The Missing American: The First Emma Djan Investigation
Review
The Missing American: The First Emma Djan Investigation
My first experience with what has become known as an “internet scam” actually arrived in the form of a snail-mail letter that I received in 1994. The sender advised me that there was 13 million AMD in the account of a deceased citizen in Nigeria that I could acquire if I would be willing to turn over my bank account information and tender in advance an amount equal to a (relatively) small commission plus transmittal fees. These have become much more sophisticated over the course of the last quarter-century, while adding emotional and romantic involvement as yet another hook to sink into a potential victim.
Author Kwei Quartey, whose critically acclaimed Inspector Darko Dawson books have acquired a steadily increasing readership, uses the Ghanian internet scam business to introduce private investigator Emma Djan in THE MISSING AMERICAN, the first of what hopefully will be a long-running series.
"Anyone with more than a passing interest in the world of internet scamming must read THE MISSING AMERICAN, with its extremely realistic heroine and unblinking assessment of cultural similarities and differences between the United States and Ghana."
Most of the book takes place in Accra, Ghana, and its surrounding environs. Indeed, Quartey wastes little time in setting up his storyboard. Ghana Police Service Constable Emma Djan’s hope was to follow her deceased father’s career path as a homicide detective, but she is making the best of her assignment in the busy yet unexciting Commercial Crimes Unit. When she is given the chance to join the homicide division, she jumps at it. However, her refusal to compromise her principles in a nightmarish vignette during her interview for the position causes her to lose both the opportunity and her job in the police department.
Emma is tossed a lifeline when a former colleague sets her up for an interview with the Sowah Detective Agency, a private investigation firm that is one of only two such agencies in Accra that is fully licensed and vetted. She is immediately hired and almost as quickly gets her baptism by fire when the firm is retained by an American named Derek Tilson. Derek has come to Accra out of concern for the safety of his father, Gordon. The senior Tilson, a widower, had developed an online relationship with a woman from Accra and had sent her several thousand dollars to cover her sister’s emergency hospital bills. Gordon decided to journey to Accra to meet his soulmate in person, but discovered upon his arrival that she does not exist. He resolved to use his time in Accra to find out who was scamming him. Derek has journeyed there and retained the Sowah firm after not hearing from him for a few weeks.

* REQUIRED ACTION 1: Which countries and cities does the book review name?
* REQUIRED ACTION 2: Output the passage of the book review starting at "Most of the" and ending at "the police department.".

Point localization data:
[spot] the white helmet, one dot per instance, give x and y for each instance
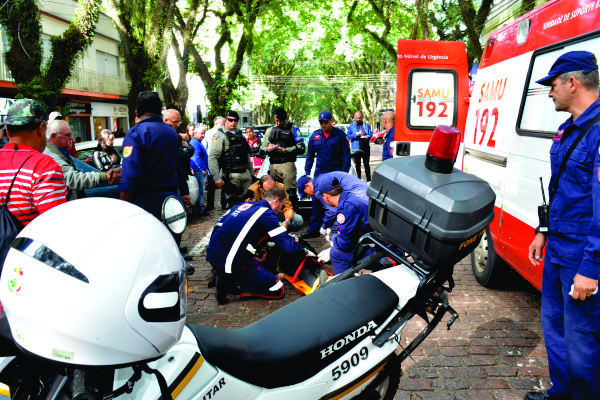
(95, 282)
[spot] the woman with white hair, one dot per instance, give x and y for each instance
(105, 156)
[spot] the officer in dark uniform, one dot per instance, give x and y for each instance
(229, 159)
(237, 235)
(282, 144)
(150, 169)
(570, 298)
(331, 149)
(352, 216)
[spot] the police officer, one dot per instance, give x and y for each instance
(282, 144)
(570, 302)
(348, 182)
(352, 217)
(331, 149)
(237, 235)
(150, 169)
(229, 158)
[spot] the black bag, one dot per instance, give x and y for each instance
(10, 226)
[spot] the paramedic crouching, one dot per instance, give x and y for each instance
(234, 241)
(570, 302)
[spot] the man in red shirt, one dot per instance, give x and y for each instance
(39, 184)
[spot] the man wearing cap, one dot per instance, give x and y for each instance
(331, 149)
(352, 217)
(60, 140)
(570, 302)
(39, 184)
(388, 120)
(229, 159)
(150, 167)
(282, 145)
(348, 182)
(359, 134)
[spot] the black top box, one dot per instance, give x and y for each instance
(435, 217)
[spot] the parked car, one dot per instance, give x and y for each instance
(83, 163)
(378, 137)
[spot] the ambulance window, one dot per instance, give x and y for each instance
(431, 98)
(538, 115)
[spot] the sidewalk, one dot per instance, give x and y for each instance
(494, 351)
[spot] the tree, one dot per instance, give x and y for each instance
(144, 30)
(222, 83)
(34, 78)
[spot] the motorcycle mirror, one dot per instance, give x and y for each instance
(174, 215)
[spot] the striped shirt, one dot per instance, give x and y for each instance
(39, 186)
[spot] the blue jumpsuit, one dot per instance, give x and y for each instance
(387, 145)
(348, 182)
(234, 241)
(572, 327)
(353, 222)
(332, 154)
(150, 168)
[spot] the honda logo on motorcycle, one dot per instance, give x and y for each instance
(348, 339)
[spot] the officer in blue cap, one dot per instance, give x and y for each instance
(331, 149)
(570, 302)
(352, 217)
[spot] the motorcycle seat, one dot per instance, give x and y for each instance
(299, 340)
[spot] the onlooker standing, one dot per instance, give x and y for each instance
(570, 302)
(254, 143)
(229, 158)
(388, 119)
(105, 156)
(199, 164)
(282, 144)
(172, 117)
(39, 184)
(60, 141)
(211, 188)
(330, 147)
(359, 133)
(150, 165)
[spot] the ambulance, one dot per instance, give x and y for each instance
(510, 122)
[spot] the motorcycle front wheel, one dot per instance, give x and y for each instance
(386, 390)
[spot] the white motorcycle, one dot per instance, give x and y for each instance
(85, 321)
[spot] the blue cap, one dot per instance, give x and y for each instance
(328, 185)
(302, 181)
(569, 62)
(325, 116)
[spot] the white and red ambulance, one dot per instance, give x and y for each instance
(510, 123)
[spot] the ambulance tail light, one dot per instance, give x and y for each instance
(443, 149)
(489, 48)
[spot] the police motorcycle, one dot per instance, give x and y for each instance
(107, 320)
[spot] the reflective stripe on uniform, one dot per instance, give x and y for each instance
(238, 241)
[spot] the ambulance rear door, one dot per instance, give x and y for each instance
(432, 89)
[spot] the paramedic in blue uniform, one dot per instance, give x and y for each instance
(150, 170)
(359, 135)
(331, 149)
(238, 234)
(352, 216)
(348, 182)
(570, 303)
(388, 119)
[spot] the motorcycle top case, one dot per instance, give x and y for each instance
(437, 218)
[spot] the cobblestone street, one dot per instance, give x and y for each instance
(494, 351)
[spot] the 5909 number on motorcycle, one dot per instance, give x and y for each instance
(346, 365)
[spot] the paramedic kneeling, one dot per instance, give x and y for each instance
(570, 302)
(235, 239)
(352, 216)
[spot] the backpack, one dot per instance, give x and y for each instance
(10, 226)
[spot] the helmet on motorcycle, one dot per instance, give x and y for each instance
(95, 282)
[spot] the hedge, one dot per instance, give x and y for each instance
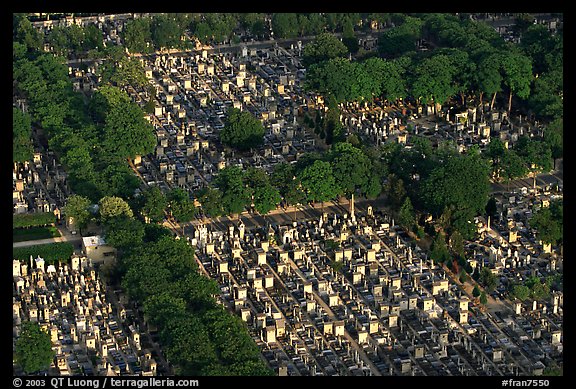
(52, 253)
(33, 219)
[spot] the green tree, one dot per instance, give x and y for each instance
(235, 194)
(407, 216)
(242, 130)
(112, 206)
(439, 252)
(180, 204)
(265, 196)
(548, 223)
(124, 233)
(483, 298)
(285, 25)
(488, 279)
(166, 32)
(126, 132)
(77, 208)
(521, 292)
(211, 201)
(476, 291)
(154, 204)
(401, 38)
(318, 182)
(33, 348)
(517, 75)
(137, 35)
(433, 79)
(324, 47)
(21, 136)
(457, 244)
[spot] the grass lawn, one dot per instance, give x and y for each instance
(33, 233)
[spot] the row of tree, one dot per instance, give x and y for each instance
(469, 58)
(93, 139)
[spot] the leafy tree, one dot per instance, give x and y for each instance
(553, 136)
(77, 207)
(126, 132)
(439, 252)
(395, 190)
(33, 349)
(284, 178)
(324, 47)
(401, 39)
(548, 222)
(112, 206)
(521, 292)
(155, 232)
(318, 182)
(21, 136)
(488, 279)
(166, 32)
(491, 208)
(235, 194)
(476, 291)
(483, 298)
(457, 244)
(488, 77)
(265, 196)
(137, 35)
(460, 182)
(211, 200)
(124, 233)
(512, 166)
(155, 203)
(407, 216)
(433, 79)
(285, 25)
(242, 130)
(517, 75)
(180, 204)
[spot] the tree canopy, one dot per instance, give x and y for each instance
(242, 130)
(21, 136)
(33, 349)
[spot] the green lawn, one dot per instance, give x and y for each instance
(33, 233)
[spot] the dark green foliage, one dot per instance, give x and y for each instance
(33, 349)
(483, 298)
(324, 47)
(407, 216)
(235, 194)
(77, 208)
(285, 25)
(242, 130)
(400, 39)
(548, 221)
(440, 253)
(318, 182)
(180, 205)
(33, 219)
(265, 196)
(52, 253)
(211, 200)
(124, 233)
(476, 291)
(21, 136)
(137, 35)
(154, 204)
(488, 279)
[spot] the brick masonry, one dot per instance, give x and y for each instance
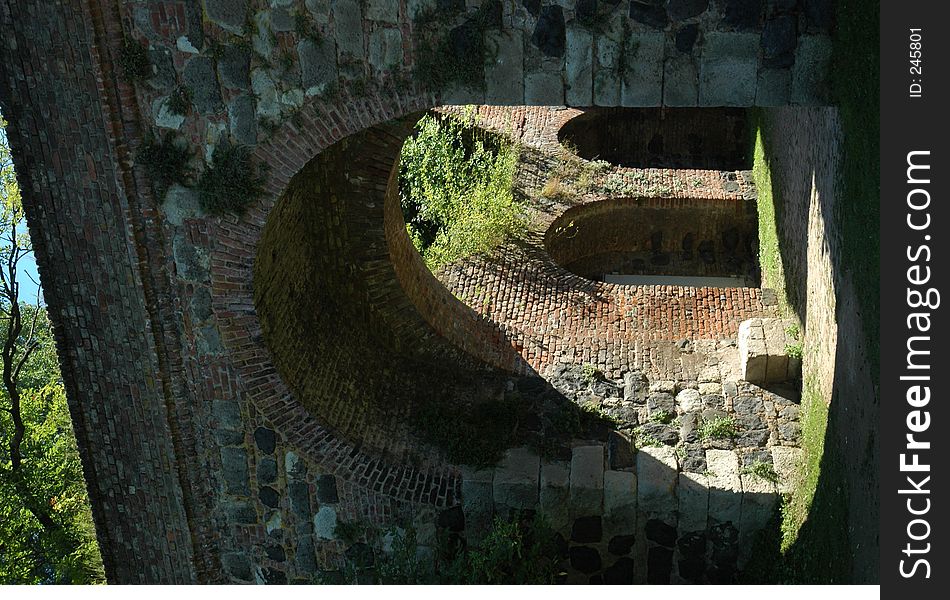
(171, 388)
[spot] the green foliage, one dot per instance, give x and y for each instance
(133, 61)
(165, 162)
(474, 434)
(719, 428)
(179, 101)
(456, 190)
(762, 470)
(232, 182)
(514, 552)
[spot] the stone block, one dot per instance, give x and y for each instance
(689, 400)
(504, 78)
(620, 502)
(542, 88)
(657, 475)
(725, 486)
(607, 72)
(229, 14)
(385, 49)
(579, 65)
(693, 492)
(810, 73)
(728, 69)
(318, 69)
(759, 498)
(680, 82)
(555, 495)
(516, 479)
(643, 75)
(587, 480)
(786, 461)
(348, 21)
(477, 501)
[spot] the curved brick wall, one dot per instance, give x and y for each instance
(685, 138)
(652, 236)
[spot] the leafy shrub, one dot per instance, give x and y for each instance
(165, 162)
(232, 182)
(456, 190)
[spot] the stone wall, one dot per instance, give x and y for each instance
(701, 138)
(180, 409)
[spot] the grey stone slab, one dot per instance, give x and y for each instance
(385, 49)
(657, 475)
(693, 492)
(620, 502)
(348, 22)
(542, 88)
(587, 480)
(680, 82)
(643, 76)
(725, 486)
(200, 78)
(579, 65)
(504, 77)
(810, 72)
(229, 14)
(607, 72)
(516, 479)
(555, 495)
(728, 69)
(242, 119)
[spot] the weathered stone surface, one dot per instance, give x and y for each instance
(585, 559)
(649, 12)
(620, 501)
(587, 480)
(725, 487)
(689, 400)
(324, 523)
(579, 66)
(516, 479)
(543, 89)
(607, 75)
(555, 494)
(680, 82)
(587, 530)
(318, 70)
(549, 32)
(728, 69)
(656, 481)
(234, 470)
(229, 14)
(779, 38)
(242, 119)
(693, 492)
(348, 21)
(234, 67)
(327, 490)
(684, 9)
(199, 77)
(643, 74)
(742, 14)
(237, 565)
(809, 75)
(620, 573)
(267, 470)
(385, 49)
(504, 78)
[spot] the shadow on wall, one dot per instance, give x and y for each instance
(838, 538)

* TASK RESPONSE 1: Nigeria, Ghana, Accra, the United States

* TASK RESPONSE 2:
Most of the book takes place in Accra, Ghana, and its surrounding environs. Indeed, Quartey wastes little time in setting up his storyboard. Ghana Police Service Constable Emma Djan’s hope was to follow her deceased father’s career path as a homicide detective, but she is making the best of her assignment in the busy yet unexciting Commercial Crimes Unit. When she is given the chance to join the homicide division, she jumps at it. However, her refusal to compromise her principles in a nightmarish vignette during her interview for the position causes her to lose both the opportunity and her job in the police department.